■ **Items listed in a dataset**:
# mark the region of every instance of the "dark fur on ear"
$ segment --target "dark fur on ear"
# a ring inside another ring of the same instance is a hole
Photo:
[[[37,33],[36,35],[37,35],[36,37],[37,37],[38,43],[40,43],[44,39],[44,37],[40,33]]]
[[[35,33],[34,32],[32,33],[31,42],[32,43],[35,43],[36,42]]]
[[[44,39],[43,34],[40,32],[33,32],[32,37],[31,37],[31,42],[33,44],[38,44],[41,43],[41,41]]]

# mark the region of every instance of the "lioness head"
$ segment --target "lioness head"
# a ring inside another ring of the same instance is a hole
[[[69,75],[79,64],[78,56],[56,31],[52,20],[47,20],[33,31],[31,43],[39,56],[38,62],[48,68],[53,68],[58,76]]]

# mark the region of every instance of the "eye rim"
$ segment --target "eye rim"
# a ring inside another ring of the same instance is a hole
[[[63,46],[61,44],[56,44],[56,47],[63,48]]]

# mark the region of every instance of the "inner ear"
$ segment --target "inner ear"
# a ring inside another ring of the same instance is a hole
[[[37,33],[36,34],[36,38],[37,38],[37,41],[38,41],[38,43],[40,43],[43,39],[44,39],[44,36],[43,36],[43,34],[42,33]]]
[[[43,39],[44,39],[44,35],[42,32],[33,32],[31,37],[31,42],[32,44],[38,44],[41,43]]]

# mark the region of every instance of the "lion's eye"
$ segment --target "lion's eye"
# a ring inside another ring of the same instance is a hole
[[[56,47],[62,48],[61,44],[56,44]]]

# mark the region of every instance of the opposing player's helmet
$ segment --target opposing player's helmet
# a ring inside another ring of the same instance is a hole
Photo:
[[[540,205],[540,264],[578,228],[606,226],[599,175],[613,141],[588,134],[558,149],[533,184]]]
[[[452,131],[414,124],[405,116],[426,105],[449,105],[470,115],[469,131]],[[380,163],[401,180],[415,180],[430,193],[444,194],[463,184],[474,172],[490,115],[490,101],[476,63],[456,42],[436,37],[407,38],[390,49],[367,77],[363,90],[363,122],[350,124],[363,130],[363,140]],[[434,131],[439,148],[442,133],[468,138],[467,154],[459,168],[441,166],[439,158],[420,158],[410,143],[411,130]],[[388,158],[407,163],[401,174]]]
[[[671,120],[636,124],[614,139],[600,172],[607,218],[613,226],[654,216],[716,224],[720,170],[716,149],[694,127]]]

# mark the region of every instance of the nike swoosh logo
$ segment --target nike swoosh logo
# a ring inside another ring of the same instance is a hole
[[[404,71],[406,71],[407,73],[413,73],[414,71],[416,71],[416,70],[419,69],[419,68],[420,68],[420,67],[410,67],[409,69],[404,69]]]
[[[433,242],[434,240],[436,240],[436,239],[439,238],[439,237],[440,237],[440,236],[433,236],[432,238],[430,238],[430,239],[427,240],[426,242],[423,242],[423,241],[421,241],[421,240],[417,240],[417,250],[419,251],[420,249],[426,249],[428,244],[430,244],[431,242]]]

■ **What needs to be done**: From the records above, show each line that contains the word "mark".

■ **Answer**:
# mark the region of every instance of the "dark fur on ear"
# mark the region of every instance of the "lioness head"
# mark the region of every instance of the "eye rim"
# mark the region of every instance of the "inner ear"
# mark the region of every instance of the "lion's eye"
# mark the region of every instance of the opposing player's helmet
# mark the region of every instance of the nike swoosh logo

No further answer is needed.